(Data for the task)

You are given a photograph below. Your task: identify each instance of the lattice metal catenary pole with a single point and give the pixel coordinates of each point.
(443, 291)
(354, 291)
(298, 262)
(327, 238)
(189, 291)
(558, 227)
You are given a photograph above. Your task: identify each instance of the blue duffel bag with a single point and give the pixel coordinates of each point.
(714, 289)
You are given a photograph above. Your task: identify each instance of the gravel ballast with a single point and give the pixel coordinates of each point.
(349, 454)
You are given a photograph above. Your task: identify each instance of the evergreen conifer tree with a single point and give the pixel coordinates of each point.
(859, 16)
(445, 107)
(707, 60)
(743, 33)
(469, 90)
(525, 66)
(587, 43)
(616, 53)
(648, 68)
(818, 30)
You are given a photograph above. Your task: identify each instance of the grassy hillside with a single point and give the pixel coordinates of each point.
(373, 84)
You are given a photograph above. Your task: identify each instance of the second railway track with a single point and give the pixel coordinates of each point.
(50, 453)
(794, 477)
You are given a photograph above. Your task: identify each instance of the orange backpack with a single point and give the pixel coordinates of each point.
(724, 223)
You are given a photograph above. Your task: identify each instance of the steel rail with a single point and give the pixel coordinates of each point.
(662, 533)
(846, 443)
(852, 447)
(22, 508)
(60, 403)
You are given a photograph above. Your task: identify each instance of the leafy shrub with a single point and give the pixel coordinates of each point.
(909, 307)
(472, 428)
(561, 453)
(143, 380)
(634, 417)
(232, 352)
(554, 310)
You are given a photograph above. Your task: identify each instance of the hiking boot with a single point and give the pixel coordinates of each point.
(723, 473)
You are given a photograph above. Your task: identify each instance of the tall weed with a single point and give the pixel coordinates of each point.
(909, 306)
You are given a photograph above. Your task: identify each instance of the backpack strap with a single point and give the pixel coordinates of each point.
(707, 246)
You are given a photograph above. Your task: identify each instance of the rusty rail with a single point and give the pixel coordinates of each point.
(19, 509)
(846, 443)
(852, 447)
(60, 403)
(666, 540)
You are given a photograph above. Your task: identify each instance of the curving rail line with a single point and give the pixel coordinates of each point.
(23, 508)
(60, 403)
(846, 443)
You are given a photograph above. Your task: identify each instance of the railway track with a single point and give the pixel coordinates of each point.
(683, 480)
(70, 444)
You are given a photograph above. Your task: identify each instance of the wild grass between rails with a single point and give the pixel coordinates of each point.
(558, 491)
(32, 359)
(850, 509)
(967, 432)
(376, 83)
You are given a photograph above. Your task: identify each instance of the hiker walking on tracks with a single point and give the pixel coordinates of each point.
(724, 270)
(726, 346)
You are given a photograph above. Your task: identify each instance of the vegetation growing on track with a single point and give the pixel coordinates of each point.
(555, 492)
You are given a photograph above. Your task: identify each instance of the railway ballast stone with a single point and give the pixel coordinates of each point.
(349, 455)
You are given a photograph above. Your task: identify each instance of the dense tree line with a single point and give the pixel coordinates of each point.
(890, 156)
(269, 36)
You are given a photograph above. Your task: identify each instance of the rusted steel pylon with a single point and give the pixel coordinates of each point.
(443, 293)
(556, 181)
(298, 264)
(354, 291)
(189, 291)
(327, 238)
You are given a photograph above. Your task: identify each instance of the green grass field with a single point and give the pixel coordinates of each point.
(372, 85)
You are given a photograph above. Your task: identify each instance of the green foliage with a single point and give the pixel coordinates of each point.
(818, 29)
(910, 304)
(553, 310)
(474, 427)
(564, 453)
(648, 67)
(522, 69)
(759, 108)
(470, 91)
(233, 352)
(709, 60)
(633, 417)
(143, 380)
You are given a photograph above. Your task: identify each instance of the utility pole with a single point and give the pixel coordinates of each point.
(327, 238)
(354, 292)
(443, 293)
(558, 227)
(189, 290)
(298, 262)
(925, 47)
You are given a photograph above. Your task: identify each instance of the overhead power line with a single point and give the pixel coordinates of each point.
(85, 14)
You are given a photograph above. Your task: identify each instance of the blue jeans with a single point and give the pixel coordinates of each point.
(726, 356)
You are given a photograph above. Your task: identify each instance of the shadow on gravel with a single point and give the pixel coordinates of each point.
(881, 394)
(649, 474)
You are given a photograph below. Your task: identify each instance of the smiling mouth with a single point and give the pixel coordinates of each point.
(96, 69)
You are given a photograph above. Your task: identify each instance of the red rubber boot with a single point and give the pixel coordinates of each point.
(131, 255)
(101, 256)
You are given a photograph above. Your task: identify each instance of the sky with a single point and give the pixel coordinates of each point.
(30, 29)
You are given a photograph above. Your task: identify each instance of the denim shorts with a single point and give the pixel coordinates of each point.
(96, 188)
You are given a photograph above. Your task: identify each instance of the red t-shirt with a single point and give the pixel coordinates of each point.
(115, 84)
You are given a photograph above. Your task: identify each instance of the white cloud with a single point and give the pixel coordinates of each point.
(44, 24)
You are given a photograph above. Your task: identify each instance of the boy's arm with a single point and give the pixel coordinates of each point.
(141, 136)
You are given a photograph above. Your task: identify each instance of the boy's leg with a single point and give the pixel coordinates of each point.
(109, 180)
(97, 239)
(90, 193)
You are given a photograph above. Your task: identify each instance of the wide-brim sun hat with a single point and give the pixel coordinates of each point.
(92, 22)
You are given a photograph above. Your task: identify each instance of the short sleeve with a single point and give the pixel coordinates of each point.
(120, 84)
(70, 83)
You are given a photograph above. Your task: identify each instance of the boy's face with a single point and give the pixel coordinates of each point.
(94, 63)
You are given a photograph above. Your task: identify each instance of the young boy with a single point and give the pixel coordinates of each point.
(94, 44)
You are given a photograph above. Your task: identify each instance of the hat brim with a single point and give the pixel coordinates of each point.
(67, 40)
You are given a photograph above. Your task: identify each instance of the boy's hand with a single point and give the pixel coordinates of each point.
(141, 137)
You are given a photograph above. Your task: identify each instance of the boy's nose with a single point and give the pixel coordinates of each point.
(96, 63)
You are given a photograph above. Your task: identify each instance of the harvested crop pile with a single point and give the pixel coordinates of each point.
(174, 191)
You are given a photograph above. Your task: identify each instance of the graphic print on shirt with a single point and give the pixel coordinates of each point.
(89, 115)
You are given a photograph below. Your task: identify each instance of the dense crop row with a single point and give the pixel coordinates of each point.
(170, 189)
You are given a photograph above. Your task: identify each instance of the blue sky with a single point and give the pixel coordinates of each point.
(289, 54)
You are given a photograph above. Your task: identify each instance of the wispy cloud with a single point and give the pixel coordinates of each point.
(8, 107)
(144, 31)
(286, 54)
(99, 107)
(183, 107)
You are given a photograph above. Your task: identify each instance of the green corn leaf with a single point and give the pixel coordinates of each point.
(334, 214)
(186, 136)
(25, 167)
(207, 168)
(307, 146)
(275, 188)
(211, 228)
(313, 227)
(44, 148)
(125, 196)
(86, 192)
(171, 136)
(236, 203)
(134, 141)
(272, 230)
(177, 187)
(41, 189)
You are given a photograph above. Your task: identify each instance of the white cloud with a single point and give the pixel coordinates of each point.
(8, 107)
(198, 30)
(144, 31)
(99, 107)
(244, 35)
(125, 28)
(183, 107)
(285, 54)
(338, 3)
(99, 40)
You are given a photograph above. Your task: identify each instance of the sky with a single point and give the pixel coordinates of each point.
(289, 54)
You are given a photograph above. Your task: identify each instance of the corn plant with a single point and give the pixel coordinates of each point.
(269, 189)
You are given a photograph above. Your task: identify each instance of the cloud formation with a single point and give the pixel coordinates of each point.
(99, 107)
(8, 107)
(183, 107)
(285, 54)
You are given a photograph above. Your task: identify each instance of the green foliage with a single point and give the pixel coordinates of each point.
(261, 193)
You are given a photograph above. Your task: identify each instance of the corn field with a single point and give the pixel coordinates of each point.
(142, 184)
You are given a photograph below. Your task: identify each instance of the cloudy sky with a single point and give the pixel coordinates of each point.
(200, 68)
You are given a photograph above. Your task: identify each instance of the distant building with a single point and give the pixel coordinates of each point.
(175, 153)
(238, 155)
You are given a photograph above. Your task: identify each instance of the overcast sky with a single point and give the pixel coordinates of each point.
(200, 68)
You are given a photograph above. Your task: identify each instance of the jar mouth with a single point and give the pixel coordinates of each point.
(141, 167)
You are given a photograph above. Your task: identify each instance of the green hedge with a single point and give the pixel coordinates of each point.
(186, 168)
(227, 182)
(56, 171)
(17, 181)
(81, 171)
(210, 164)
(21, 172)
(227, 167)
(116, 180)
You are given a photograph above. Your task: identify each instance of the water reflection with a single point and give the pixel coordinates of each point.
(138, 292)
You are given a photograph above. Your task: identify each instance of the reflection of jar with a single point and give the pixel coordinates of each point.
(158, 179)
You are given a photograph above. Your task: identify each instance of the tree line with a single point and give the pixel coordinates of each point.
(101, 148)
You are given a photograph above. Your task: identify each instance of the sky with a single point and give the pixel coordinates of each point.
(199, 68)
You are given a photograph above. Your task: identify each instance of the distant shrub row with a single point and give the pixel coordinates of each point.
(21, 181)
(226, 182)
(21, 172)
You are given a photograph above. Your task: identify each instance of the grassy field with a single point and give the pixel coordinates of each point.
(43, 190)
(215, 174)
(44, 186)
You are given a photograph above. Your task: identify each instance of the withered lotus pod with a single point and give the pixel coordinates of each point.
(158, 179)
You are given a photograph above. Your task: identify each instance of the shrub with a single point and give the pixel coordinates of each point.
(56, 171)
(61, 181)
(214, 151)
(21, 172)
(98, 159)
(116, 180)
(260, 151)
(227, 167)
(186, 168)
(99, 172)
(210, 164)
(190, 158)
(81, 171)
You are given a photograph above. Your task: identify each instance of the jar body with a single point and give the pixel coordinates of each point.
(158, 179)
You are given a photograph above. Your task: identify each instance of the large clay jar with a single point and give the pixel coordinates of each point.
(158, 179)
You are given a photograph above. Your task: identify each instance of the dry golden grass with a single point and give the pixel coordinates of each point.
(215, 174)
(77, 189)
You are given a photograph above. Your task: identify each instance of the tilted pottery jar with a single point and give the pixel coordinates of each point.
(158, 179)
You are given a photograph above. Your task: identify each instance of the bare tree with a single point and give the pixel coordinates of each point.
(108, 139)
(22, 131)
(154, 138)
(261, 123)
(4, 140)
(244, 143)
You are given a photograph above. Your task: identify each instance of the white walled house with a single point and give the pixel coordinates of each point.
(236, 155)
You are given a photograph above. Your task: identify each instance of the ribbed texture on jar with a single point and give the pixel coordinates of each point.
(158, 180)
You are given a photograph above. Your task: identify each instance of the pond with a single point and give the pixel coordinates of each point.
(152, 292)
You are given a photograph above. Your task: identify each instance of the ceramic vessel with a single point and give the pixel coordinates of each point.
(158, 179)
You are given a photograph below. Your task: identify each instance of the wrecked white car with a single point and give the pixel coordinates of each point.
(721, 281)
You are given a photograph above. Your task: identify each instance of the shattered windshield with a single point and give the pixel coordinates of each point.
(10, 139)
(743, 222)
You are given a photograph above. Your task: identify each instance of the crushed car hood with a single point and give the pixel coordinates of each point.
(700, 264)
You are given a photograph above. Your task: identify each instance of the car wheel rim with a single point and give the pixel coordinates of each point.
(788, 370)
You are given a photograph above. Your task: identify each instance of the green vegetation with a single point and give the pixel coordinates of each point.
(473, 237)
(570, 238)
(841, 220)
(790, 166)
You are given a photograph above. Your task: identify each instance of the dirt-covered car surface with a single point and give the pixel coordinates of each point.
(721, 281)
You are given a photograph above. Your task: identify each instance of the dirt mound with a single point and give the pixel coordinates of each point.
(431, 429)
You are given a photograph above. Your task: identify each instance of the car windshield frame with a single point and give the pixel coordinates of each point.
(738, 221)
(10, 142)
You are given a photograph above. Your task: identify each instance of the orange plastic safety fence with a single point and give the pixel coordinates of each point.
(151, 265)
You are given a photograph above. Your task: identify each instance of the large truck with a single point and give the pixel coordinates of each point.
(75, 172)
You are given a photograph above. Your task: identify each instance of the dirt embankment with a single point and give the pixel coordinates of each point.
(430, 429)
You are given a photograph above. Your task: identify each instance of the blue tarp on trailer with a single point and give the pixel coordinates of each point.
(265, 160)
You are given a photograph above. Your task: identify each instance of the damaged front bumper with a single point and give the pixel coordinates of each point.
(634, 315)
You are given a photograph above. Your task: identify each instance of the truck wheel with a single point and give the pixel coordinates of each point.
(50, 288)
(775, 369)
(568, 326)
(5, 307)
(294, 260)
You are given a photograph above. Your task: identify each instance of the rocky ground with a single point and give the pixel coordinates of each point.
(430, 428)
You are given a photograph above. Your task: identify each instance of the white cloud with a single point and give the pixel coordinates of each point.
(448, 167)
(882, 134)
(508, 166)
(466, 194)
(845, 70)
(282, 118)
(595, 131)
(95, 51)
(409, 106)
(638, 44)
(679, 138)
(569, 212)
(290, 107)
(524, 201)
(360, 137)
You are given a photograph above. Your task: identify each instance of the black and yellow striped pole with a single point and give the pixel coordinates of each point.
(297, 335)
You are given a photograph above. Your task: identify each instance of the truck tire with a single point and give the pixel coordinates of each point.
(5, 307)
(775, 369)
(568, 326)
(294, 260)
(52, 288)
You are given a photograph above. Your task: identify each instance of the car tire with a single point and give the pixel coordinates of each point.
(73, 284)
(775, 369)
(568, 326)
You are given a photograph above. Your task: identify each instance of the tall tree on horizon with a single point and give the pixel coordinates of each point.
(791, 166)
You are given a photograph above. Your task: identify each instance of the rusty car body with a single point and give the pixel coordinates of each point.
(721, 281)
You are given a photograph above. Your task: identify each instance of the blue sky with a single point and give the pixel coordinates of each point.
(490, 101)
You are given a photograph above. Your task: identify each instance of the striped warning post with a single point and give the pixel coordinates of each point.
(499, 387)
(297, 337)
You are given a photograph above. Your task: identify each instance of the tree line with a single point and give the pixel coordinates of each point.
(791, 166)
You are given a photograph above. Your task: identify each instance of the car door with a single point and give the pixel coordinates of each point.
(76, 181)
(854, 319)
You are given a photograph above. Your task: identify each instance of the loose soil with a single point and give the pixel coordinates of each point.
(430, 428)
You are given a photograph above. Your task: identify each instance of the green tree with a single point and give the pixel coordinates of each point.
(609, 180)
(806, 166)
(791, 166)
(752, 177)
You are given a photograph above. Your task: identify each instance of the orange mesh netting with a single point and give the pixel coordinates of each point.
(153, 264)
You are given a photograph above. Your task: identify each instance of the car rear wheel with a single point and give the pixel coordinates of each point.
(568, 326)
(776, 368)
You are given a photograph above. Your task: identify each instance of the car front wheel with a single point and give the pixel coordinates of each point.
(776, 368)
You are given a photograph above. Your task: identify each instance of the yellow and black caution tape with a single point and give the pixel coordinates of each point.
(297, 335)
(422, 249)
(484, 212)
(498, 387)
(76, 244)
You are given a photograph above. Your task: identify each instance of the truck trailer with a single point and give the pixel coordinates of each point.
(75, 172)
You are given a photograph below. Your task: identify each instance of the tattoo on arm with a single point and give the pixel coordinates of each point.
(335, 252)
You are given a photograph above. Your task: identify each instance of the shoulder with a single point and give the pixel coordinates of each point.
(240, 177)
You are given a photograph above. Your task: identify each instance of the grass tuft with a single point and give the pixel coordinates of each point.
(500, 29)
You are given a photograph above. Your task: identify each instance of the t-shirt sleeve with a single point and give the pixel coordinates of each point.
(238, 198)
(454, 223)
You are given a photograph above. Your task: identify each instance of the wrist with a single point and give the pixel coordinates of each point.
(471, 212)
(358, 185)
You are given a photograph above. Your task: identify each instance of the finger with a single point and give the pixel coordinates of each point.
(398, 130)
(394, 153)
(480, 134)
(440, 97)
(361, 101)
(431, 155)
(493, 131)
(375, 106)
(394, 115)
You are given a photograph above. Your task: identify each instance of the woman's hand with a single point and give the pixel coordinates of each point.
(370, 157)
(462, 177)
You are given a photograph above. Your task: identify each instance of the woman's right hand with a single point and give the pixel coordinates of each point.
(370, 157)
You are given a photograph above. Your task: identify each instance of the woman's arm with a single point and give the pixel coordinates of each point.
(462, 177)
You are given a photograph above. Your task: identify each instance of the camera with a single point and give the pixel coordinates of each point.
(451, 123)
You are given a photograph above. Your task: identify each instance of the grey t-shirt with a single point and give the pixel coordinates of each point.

(Work instructions) Rewrite the records from the line containing "of the finger" through the end of the records, replacing "woman's" with "person's" and leaving everything else unchanged.

(In response)
You are given a photograph above. Your task: identify each instance of the finger with a single point and give the pixel coordinates of each point.
(398, 130)
(394, 153)
(480, 134)
(440, 97)
(361, 101)
(431, 155)
(493, 131)
(375, 106)
(394, 115)
You are given a photograph above. Your task: identify each instance of the person's hand with a single point and give the pixel coordinates of each point.
(370, 157)
(462, 177)
You are given a photograph above. Your task: identify each instance of the person's right hand with a single point and give the pixel coordinates of each point.
(370, 157)
You are given a photograph above. Your task: identify each instance of the person's arm with a single point and give the pixel coordinates of each point.
(462, 177)
You are given a photograph above. Your task: identify each instance of the camera with a single point and give the pixel coordinates of each point.
(451, 123)
You are given a photograph above. Your task: identify each instance of the grey t-shirt with a single point and give the pixel coordinates of each point.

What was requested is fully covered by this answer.